§ READING TEXT:
.....
Jeff Oaks (born 1964) is an American poet and essayist who is a senior lecturer at the University of Pittsburgh and the assistant director of the writing program.

Background
Born in 1964, Oaks was raised in the Finger Lakes region of Upstate New York.  According to Oaks, he started writing around age 17.  Always fascinated by insects, Oaks originally planned to study entomology in college.  However, he soon became bored with his science classes and turned his focus to creative writing. Oaks graduated from the Binghamton University with a bachelor's degree in English Literature.

Oaks received a graduate degree in poetry at the University of Montana and his Master of Fine Arts degree in poetry at the University of Pittsburgh in 1990.

Oaks is a Pittsburgh, Pennsylvania resident.

Works
Oaks is the author of four poetry chapbooks, including Mistakes with Strangers,  Shift, The Moon of Books  and The Unknown Country. He is also a recipient of three Pennsylvania Council on the Arts fellowships and has published poems in Assaracus, Field, Bloom, Mid-American Review, Zócalo Public Square, and Superstition Review. Oaks' poem Saint Wrench was selected for Best New Poets 2012 by poet Matthew Dickman.
.....
§ EXTRACTED ENTRIES:
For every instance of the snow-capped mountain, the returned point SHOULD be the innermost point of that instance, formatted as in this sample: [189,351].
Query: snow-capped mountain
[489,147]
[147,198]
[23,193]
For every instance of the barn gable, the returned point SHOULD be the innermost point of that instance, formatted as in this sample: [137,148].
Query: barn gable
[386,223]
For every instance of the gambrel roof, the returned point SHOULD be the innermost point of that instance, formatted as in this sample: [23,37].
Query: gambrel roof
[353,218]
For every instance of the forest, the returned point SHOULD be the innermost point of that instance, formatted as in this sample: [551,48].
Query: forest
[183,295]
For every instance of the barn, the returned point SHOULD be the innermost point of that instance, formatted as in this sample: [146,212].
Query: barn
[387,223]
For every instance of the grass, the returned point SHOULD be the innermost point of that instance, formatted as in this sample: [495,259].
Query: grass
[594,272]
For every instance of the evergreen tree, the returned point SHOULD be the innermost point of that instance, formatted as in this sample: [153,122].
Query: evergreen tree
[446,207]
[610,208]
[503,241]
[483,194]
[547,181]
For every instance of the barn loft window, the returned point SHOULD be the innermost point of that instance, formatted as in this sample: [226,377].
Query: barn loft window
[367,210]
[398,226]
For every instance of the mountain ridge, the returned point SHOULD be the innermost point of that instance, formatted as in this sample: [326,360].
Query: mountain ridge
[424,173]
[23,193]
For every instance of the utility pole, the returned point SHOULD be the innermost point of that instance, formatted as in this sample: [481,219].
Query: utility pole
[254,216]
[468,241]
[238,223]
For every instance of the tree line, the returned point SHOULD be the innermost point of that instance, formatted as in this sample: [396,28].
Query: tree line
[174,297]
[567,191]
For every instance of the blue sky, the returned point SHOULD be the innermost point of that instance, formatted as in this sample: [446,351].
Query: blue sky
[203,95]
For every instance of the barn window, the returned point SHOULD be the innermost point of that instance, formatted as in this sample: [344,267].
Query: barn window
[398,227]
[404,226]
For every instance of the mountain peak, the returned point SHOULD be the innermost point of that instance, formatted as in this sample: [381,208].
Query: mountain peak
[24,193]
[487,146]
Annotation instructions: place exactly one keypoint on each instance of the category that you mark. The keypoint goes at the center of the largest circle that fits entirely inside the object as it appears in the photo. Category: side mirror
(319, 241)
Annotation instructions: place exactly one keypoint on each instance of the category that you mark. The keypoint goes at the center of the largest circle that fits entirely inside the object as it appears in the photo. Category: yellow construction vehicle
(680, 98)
.....
§ GIVEN TASK: Write out everything in the Jeff Oaks biography above from "Jeff Oaks (born" down to "in English Literature.", word for word.

§ TASK SOLUTION:
Jeff Oaks (born 1964) is an American poet and essayist who is a senior lecturer at the University of Pittsburgh and the assistant director of the writing program.

Background
Born in 1964, Oaks was raised in the Finger Lakes region of Upstate New York.  According to Oaks, he started writing around age 17.  Always fascinated by insects, Oaks originally planned to study entomology in college.  However, he soon became bored with his science classes and turned his focus to creative writing. Oaks graduated from the Binghamton University with a bachelor's degree in English Literature.